# REQUEST
Find every line of the records below that contains the string "head" and copy each one in full. Matching is case-sensitive.

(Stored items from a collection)
^^^^^^^^
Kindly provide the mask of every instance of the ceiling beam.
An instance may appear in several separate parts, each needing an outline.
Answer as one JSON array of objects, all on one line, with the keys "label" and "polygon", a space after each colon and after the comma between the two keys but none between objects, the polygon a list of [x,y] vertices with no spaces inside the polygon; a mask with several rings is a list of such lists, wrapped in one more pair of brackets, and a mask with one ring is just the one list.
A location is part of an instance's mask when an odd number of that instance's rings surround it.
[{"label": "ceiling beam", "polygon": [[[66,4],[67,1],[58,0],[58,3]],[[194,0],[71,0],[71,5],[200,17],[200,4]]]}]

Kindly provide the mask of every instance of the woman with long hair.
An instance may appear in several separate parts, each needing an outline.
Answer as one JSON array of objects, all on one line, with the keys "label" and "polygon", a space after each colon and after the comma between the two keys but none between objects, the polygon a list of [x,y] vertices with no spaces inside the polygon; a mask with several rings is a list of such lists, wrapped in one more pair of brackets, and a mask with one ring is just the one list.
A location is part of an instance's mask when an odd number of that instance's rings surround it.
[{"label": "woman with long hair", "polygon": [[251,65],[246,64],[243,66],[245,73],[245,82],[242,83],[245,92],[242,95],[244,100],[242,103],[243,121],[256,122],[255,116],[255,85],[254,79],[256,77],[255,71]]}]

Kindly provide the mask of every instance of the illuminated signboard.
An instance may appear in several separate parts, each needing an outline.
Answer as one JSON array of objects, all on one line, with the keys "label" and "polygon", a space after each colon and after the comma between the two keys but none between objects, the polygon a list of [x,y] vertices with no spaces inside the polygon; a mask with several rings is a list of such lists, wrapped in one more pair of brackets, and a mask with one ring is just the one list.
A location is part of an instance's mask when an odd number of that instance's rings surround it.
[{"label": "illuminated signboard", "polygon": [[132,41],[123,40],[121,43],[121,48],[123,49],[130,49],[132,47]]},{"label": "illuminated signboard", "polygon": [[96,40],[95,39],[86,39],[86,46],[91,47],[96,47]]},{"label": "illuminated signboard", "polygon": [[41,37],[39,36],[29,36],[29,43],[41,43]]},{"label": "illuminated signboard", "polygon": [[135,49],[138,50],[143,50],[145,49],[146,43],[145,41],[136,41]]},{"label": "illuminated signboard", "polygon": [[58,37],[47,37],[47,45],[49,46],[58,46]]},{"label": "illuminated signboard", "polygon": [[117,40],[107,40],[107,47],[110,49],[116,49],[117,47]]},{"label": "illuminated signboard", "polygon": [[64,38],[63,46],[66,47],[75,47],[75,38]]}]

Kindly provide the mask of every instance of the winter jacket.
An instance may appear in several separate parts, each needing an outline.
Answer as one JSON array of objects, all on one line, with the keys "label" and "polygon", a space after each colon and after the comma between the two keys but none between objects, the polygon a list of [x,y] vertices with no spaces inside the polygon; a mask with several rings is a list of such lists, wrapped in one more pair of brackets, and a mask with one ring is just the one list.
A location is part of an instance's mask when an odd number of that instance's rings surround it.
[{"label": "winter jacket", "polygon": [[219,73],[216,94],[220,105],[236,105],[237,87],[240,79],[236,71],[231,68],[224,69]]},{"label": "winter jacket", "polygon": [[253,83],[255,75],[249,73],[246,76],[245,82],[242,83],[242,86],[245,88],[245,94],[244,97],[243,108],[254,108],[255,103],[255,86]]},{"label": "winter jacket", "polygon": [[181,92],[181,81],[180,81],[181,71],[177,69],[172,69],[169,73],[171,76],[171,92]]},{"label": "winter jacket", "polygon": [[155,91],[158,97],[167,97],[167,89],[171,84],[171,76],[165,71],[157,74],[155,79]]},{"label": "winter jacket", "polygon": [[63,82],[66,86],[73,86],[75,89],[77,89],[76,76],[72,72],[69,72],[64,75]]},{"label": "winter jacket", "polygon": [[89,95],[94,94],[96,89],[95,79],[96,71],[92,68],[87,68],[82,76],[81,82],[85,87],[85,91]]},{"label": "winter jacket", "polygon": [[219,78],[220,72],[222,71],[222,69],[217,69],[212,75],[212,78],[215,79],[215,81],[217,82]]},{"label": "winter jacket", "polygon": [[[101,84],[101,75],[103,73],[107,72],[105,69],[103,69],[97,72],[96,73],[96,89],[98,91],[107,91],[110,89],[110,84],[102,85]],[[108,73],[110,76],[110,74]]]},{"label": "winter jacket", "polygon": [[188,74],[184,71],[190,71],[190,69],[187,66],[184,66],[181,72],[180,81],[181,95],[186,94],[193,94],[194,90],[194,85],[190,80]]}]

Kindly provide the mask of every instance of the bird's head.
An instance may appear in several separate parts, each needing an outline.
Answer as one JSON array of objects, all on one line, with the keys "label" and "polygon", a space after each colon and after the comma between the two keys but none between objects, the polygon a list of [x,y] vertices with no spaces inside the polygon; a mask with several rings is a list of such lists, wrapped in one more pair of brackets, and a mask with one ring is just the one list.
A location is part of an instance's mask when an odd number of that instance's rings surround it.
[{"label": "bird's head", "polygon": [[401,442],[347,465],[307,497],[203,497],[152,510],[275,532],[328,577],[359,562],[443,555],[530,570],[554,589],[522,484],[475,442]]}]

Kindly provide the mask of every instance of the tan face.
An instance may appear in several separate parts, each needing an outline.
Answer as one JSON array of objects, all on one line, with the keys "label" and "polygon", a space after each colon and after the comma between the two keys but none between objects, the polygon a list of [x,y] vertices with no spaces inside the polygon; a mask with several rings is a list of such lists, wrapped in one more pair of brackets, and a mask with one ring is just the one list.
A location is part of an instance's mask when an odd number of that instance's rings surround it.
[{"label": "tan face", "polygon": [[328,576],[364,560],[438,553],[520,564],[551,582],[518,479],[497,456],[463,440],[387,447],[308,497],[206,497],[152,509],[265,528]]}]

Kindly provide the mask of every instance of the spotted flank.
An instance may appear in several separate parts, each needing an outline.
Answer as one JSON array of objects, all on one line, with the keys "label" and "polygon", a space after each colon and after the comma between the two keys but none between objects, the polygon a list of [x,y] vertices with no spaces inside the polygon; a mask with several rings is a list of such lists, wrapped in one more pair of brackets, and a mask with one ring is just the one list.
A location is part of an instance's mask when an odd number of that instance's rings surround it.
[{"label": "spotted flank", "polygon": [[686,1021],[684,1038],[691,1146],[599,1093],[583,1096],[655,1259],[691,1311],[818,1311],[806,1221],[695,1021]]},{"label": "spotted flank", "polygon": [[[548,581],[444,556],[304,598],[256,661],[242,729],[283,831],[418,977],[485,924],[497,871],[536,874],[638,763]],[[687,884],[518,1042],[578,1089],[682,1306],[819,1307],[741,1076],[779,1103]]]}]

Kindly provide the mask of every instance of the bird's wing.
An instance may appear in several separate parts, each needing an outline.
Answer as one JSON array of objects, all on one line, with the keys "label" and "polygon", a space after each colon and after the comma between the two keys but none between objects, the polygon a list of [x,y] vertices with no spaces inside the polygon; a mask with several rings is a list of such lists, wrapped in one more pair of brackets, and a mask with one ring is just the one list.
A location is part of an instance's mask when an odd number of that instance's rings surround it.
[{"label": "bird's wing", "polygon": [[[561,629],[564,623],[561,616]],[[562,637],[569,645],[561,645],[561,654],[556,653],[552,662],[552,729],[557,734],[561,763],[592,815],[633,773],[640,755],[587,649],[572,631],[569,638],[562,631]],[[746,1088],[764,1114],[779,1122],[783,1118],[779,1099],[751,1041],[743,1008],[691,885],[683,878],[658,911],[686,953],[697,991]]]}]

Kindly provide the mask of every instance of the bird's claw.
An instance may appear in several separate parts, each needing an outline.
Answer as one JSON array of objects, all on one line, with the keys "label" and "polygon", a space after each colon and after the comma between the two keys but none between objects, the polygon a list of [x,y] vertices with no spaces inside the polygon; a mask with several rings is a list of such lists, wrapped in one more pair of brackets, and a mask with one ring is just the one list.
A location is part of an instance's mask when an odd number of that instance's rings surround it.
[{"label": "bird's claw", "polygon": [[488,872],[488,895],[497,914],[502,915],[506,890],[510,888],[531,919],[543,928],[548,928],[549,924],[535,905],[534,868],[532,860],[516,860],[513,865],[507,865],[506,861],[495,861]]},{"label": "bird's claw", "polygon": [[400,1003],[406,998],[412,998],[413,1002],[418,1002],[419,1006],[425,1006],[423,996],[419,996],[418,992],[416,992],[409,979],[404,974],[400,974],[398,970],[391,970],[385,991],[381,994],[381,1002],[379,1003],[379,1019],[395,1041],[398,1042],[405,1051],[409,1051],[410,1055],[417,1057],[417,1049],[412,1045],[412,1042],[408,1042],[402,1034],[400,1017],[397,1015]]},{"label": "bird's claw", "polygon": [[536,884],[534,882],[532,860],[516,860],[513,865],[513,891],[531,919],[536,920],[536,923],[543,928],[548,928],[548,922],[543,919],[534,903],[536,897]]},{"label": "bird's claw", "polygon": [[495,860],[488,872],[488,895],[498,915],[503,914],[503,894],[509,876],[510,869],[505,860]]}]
^^^^^^^^
# FULL SOLUTION
Kindly provide the mask of every instance of the bird's head.
[{"label": "bird's head", "polygon": [[401,442],[347,465],[307,497],[203,497],[152,510],[275,532],[328,577],[359,562],[443,555],[530,570],[554,589],[522,484],[475,442]]}]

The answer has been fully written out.